RAW DATA:
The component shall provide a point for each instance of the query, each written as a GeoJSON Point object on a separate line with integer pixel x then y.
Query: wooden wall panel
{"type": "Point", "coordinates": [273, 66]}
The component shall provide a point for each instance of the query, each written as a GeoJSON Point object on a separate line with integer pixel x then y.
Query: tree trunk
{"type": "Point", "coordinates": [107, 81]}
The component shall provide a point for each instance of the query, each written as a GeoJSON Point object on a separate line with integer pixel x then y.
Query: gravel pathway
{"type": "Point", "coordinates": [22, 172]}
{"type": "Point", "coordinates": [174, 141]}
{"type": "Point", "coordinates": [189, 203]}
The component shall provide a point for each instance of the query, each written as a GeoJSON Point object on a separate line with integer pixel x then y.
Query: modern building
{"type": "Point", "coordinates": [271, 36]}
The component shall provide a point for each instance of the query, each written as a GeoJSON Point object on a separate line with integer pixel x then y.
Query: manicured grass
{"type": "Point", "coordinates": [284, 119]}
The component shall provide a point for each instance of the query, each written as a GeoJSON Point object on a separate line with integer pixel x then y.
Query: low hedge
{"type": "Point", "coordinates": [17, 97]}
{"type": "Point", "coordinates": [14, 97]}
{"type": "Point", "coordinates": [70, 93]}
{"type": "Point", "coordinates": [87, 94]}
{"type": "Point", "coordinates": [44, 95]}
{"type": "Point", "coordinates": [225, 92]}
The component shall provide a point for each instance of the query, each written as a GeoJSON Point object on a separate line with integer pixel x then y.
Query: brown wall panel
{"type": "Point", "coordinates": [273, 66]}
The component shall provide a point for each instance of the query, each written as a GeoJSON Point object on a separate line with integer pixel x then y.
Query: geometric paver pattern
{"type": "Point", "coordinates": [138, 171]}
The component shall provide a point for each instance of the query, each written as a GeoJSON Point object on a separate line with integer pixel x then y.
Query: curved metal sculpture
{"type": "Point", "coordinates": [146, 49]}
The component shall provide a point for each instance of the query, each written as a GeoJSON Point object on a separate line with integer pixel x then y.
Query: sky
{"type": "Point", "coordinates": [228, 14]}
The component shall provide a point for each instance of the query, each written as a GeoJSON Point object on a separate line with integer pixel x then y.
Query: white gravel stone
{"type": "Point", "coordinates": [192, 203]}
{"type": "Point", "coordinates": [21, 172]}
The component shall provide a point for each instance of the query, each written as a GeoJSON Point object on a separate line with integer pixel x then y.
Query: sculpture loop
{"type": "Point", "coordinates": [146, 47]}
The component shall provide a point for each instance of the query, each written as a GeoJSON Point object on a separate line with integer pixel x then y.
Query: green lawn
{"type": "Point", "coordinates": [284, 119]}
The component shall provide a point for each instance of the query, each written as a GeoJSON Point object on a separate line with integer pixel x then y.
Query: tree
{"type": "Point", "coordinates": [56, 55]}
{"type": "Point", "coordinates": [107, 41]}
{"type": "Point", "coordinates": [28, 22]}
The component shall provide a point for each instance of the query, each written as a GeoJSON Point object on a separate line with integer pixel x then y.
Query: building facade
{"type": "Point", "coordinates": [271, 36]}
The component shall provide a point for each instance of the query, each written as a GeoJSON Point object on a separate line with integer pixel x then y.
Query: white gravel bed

TASK DIRECTIONS:
From the first line to the last, return the data above exactly.

WRITTEN SOLUTION:
The component shall provide a point for each instance of the query, each written as a GeoJSON Point object on a separate line with integer pixel x then y.
Query: wooden wall panel
{"type": "Point", "coordinates": [273, 66]}
The component shall provide a point for each instance of the query, each written as a GeoJSON Point object on a separate line with integer pixel x then y.
Query: tree trunk
{"type": "Point", "coordinates": [107, 81]}
The component shall provide a point for each instance of the query, each written as a GeoJSON Point object on a separate line with integer pixel x then y.
Query: gravel pathway
{"type": "Point", "coordinates": [22, 172]}
{"type": "Point", "coordinates": [174, 141]}
{"type": "Point", "coordinates": [189, 203]}
The component shall provide a point for each instance of the query, each written as a GeoJSON Point object on a separate line with integer pixel x then y.
Query: modern building
{"type": "Point", "coordinates": [271, 36]}
The component shall provide a point for each instance of the query, each written as a GeoJSON Point object on a separate line with integer pixel x then y.
Query: manicured grass
{"type": "Point", "coordinates": [284, 119]}
The component shall provide a point for each instance of the query, each written as a GeoJSON Point object on a separate line with integer pixel x then y.
Query: low hedge
{"type": "Point", "coordinates": [17, 97]}
{"type": "Point", "coordinates": [14, 97]}
{"type": "Point", "coordinates": [70, 93]}
{"type": "Point", "coordinates": [87, 94]}
{"type": "Point", "coordinates": [44, 95]}
{"type": "Point", "coordinates": [225, 92]}
The component shall provide a point for each instance of the query, each written as a GeoJSON Point object on a separate line with integer pixel x then y.
Query: brown wall panel
{"type": "Point", "coordinates": [273, 66]}
The component shall provide a point for each instance of the query, each written as a GeoJSON Point object on a separate line with integer pixel x then y.
Query: geometric paver pattern
{"type": "Point", "coordinates": [138, 171]}
The component shall provide a point for each instance of the query, each written as a GeoJSON Point object on a separate line with integer pixel x then y.
Query: curved metal sculpture
{"type": "Point", "coordinates": [146, 49]}
The component shall provide a point for each instance of the query, each written as a GeoJSON Point object on a separate line with integer pixel x then y.
Query: sky
{"type": "Point", "coordinates": [228, 14]}
The component shall provide a point for each instance of the query, each written as a GeoJSON Point object on a separate line with integer pixel x then y.
Query: white gravel stone
{"type": "Point", "coordinates": [192, 203]}
{"type": "Point", "coordinates": [21, 172]}
The component shall provide a point for each instance of the query, each written as a GeoJSON Point object on a separate line with integer pixel x then y.
Query: sculpture loop
{"type": "Point", "coordinates": [146, 47]}
The component shall provide a point for each instance of the query, each written as a GeoJSON Point object on a separate line with integer pixel x then y.
Query: green lawn
{"type": "Point", "coordinates": [284, 119]}
The component shall provide a point for each instance of the query, each written as a GeoJSON Point object on a separate line with integer pixel x then y.
Query: tree
{"type": "Point", "coordinates": [56, 55]}
{"type": "Point", "coordinates": [107, 41]}
{"type": "Point", "coordinates": [28, 22]}
The component shall provide a point for each instance of the query, each written as a GeoJSON Point object on a separate line with integer pixel x then y.
Query: building facade
{"type": "Point", "coordinates": [271, 36]}
The component shall provide a point for each instance of the query, each written as a GeoJSON Point object on a separate line with integer pixel x then y.
Query: white gravel bed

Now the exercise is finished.